Alexandra Sadelfeld und ihre Schwester bekamen zu Anfang Förderunterricht, denn Deutsch sprach niemand von ihnen. Diese Zeit habe sie bis heute geprägt, auch in ihrem politischen Verständnis. „Der Klimawandel ist eine Gefahr für uns alle. Aber nachhaltig zu leben bedeutet für mich auch, wirtschaftlich zu denken“, sagt sie.
Frauen in Nottensdorfer Rat unterrepräsentiert
Bevor sich Alexandra Sadelfeld für die Kommunalwahlen vor vier Jahren aufstellen ließ, habe sie lange hin und her überlegt, gesteht sie. „Man ist in der Öffentlichkeit sichtbar, aber so extrovertiert wie heute war ich damals nicht“, sagt Sadelfeld. Auch die Zusammensetzung der Räte habe sie ins Grübeln gebracht.
Frauen sind für die Politik prädestiniert, weil sie im Alltag vieles gleichzeitig managen können.
Alexandra Sadelfeld, Grünen-Politikerin aus Nottensdorf
„Es gibt ja das Klischee von den alten, grauhaarigen Herren, die dort sitzen“, sagt sie. Doch schnell habe sie erkannt, dass da nichts dran ist. „Ich kann mit allen gut reden und zusammenarbeiten“, sagt sie. Doch es fällt auf: Im zehnköpfigen Gemeinderat ist neben Sadelfeld lediglich Heike Brehmer (CDU) als weitere Frau vertreten.

Auszug aus Datensatz –
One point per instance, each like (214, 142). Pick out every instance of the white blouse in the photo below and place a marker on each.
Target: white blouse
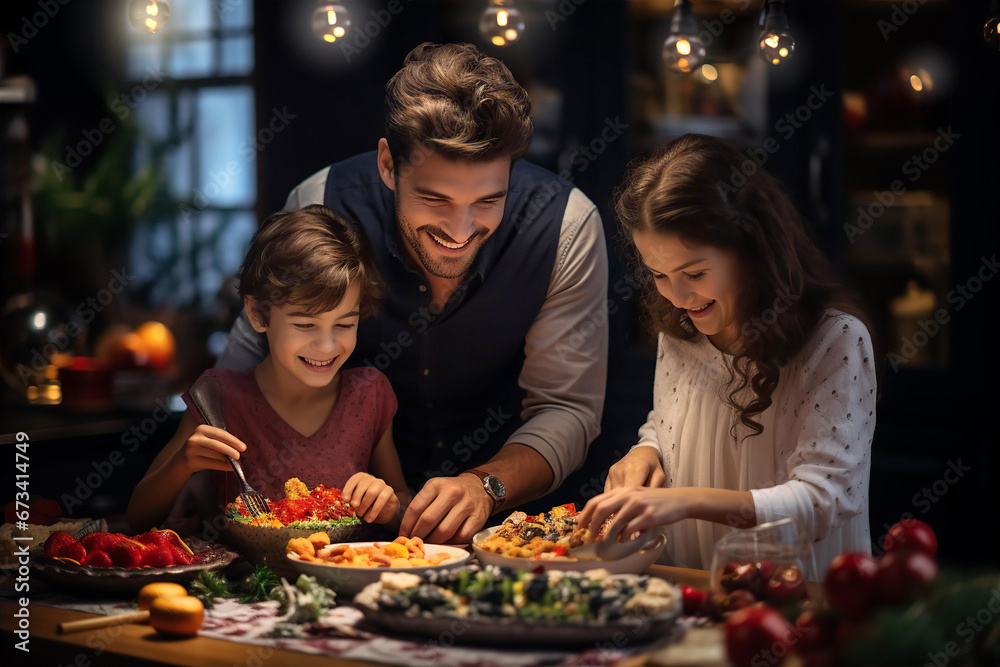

Ihre Aufgabe –
Beantworten Sie bitte anhand des Texts über Alexandra Sadelfeld diese Fragen:
1. Warum bekamen Alexandra Sadelfeld und ihre Schwester zu Anfang Förderunterricht?
2. Vor wie vielen Jahren ließ sie sich für die Kommunalwahlen aufstellen?
3. Wie viele Mitglieder hat der Gemeinderat, und welche Frau ist dort außer ihr vertreten?

Lösung der Aufgabe –
1. Weil niemand von ihnen Deutsch sprach.
2. Vor vier Jahren.
3. Zehn Mitglieder; außer ihr ist Heike Brehmer (CDU) vertreten.